WORK INSTRUCTIONS: Carry on the passage about holding companies and consolidated balance sheets, starting right after its last sentence.

PASSAGE SHOWN:

::::::::

Problem of Partial Ownership

Where the ownership of the subsidiaries is complete, the consolidated balance sheet in which are brought together all the various assets and liabilities of the subsidiaries, presents a true, full, and intelligent statement of the financial condition of the holding company. Where, however, ownership is not complete, in which case there may be majority or minority holdings, the problem of drawing up a statement which will present the actual condition of the holding company is more difficult and much more complex. Manifestly, a consolidated balance sheet under either of these latter conditions as to partial ownership cannot be applicable alone to the holding company, inasmuch as in such a statement there must be included interests over which the holding company has no direct control or authority.

Because of this difficulty, three different ways of attempting to show the holding company’s condition are met with. One method makes no attempt to overcome the difficulty but limits itself to showing simply the balance sheet of the holding company as explained in the early part of this chapter. A second method consists in showing the balance sheet of the holding company supported by the separate balance sheets of all of the subsidiary companies. The third method is the method of the consolidated balance sheet which has just been briefly explained. This last is, perhaps, the most satisfactory method of the three. The insufficiency of the first method and the objection to it have been referred to already. The second method gives all essential information but presents it in such form that it is practically impossible for anyone but a trained student of finance and accounting to correlate the various parts and arrive at an intelligent understanding of actual conditions. The stockholder or the outsider is usually completely at a loss to know the meaning of all the figures and statements presented. Under the third method the data as to the condition of the various companies are brought together and presented in logical form on the consolidated balance sheet so that the combined statement shows as clearly as is possible the condition of the holding company.

Conditions under which Used

It should be clearly understood that the consolidated balance sheet is not a balance sheet of the holding company except and only when the holding company owns the entire capital stock of all the subsidiaries. A consolidated balance sheet, therefore, is a statement which presents the condition of all of the subsidiary companies. If it reflects the condition of the holding company better than the latter’s balance sheet, then, and then only, should a consolidated balance sheet be used. A fine distinction must sometimes be drawn to determine when it is more desirable, in the interests of an accurate showing of condition, to present a consolidated balance sheet rather than the balance sheet of the holding company, and a delicate appreciation is needed of the various financial problems involved. When the holding company is not the complete owner but nevertheless has a controlling interest in all the subsidiaries, the method of the consolidated balance sheet is usually the better way of showing its financial condition. Where the holding company, however, holds only minority interests, it is oftentimes open to question as to whether the consolidated balance sheet gives a true presentation of the facts of financial condition, especially in view of the fact that the holding company cannot always control the policies of its subsidiaries.

::::::::

INFORMATION SUPPLIED:
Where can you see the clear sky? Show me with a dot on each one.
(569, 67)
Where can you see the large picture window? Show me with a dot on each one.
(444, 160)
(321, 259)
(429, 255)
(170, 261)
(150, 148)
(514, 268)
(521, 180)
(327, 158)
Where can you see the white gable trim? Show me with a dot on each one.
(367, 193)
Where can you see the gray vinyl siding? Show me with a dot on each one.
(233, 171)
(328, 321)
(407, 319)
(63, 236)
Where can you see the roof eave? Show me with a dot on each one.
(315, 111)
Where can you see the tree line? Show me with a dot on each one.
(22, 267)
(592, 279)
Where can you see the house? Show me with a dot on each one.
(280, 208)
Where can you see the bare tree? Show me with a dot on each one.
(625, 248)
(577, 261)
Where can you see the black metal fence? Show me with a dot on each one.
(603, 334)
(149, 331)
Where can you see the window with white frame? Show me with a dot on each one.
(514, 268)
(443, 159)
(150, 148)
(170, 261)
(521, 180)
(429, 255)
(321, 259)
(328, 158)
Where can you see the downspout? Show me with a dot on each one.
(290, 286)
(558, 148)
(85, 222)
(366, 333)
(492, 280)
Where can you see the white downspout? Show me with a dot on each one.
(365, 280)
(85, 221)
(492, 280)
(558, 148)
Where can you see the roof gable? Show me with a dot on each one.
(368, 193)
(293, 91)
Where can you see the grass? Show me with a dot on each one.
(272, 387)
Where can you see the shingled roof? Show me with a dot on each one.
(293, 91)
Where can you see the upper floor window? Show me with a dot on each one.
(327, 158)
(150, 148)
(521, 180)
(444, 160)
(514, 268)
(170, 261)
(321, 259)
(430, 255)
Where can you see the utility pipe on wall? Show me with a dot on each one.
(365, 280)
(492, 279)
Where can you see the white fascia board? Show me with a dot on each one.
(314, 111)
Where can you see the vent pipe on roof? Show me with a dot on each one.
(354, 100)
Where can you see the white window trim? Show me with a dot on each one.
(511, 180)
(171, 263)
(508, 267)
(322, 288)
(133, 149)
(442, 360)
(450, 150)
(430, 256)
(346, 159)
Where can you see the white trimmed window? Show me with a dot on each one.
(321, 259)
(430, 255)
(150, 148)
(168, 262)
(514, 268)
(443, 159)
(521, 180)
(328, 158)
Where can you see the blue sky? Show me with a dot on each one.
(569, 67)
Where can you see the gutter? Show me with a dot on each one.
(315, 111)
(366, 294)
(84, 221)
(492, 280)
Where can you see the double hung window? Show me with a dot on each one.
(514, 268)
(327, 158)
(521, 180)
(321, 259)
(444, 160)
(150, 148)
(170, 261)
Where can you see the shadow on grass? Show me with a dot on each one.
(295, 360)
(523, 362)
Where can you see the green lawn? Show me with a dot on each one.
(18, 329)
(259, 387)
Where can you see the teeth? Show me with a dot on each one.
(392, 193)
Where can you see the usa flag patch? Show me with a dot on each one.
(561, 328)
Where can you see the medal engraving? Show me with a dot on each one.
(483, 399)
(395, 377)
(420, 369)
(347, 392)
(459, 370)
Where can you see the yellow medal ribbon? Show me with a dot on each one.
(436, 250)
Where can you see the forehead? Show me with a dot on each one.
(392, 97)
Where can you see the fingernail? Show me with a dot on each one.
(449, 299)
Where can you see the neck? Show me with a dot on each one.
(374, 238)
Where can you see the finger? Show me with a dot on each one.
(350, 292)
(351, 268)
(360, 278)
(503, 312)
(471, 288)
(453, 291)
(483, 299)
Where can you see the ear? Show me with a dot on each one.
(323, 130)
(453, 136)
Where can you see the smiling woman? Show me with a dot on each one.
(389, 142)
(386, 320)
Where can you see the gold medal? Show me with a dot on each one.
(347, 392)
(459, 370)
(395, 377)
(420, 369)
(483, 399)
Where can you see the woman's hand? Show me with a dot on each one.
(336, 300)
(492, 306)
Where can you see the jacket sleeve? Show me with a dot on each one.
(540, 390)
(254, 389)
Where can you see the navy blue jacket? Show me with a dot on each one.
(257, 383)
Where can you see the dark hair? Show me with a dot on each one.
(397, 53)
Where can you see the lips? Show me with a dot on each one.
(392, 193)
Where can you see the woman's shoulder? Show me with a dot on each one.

::::::::

TASK RESPONSE:
The Setting Up of the Consolidated Balance Sheet

With this explanation of purpose and function of the consolidated balance sheet, it is purposed now to draw attention to some of the problems met in drawing up such a statement. The first essential condition to facilitate the consolidation of the balance sheets of the various subsidiaries with that of the holding company is that standardized methods of accounting resulting in a similar classification of accounts and presentation of results be used by all the subsidiaries. The consolidated statement is then merely a combination of the values of similar items in all the balance sheets to determine the valuation at which the consolidated items shall appear.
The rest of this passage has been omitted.